Below are records; transcribe only the line with "charred tree trunk." and those after it, through the last line, without any change.

[Dataset items]
= = =

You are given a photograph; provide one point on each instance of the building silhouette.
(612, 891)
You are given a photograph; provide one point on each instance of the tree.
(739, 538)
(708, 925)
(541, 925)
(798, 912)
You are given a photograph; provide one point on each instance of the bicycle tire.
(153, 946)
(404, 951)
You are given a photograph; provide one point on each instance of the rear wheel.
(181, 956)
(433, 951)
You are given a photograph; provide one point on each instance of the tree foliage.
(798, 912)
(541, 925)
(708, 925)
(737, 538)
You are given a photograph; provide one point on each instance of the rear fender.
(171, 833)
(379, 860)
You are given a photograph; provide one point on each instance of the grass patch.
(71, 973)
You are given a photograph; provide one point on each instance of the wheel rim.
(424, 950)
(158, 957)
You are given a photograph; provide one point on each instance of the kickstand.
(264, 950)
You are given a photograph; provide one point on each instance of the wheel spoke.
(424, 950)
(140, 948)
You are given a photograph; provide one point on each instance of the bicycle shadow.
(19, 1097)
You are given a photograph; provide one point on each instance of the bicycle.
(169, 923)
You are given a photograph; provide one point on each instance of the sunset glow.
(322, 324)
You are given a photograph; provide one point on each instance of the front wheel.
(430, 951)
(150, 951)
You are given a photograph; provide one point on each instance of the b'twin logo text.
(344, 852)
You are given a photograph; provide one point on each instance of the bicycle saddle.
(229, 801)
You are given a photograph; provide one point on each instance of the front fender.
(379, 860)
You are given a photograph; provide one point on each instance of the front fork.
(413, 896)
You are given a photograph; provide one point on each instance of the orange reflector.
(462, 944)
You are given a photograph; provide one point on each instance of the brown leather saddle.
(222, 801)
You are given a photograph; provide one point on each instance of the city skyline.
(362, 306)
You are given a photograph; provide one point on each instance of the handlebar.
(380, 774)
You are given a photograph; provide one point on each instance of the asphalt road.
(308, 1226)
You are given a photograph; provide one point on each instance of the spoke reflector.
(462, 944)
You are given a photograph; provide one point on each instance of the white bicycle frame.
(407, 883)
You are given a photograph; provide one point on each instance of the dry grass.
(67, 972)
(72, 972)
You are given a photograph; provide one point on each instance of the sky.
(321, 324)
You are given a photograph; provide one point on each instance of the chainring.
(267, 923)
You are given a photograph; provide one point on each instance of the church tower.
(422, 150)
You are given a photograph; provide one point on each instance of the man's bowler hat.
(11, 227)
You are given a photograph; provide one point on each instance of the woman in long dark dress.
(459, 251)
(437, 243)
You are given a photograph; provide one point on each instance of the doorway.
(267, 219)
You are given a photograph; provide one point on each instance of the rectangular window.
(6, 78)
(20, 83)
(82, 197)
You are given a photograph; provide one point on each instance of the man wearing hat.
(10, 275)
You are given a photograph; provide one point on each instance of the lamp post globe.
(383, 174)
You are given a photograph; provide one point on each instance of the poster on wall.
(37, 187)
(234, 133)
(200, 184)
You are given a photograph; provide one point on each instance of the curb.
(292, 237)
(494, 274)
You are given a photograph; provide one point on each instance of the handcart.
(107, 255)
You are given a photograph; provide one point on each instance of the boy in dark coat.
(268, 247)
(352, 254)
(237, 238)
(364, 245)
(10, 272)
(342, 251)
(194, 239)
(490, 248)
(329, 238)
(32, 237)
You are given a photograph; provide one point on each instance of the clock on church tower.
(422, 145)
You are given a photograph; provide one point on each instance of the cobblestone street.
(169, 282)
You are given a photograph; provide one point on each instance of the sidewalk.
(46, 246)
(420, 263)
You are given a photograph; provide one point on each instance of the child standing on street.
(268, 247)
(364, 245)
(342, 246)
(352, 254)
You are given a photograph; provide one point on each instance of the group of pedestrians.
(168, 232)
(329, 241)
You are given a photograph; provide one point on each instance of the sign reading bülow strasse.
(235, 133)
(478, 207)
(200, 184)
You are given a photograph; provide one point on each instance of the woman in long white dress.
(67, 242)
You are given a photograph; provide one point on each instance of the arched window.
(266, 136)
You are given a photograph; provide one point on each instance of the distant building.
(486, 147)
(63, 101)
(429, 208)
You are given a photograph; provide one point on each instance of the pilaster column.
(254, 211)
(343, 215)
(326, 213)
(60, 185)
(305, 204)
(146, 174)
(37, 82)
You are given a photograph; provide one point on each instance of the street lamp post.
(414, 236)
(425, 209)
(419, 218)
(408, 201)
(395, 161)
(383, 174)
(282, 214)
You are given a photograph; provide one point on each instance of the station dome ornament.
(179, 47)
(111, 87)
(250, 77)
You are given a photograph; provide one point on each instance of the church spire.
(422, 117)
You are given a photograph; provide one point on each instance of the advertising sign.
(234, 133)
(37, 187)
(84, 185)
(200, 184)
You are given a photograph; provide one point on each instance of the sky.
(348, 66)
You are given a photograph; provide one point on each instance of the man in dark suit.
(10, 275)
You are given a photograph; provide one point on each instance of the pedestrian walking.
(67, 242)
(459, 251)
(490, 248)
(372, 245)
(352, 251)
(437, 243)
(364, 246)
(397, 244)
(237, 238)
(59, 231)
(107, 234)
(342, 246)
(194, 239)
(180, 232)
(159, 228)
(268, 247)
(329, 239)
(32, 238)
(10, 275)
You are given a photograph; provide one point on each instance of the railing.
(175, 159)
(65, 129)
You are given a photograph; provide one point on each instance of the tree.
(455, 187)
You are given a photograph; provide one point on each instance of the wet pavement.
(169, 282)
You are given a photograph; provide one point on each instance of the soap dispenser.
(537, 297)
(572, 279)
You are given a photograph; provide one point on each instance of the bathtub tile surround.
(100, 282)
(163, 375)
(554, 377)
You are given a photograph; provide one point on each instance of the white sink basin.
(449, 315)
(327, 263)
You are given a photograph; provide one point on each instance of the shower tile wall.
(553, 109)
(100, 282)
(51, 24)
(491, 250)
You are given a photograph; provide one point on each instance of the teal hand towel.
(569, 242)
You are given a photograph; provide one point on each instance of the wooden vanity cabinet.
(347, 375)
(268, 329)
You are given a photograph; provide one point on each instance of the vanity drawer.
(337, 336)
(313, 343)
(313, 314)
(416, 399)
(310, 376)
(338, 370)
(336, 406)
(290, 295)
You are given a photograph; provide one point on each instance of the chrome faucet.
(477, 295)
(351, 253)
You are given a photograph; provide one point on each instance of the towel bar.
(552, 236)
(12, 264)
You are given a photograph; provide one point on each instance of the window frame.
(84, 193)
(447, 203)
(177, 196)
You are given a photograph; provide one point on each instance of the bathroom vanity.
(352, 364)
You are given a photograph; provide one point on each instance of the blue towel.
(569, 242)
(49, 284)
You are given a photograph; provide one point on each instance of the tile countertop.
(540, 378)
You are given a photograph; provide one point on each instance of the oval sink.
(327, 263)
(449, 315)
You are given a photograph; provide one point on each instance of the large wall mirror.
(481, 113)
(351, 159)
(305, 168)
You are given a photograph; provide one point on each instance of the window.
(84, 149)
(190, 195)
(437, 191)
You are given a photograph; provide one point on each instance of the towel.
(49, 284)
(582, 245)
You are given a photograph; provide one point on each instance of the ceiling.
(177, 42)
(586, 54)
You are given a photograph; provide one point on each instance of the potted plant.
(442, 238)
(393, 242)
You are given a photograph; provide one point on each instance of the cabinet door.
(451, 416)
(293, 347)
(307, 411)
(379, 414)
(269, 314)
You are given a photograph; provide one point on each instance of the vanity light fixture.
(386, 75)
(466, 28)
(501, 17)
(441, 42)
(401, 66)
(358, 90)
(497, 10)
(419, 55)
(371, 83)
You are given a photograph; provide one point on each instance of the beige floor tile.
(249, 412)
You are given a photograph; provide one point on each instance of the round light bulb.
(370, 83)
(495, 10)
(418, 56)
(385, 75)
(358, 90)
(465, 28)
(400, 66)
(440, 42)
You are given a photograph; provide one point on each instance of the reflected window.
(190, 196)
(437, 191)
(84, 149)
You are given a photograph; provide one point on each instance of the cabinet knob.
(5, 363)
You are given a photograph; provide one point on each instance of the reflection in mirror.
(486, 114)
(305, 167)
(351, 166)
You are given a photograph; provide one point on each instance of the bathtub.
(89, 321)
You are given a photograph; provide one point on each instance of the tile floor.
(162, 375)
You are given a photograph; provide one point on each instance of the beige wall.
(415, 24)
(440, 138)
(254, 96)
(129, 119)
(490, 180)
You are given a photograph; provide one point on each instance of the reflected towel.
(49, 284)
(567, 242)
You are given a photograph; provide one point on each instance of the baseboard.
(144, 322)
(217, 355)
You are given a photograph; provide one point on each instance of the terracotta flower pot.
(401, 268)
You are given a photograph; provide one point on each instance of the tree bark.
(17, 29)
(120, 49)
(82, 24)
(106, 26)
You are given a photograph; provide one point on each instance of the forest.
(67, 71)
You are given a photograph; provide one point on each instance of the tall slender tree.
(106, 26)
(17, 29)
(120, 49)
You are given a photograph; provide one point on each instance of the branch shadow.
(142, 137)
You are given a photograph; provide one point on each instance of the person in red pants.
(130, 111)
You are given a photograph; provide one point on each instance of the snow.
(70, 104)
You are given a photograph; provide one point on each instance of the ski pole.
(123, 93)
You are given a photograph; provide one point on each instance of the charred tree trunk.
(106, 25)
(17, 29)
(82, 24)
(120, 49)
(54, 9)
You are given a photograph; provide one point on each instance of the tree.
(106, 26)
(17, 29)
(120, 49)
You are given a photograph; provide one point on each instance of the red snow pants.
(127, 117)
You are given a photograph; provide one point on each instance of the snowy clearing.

= = =

* **TASK RESPONSE**
You are given a photograph; provide one point on each instance of the charred tree trunk.
(106, 25)
(17, 29)
(82, 24)
(120, 49)
(54, 9)
You are given a photograph; provide one point on each instance of the tree.
(106, 26)
(17, 29)
(120, 49)
You are given a photograph; provide one point on each instance of the red snow pants.
(127, 117)
You are given a photograph; provide one point on each instance of the snowy clearing.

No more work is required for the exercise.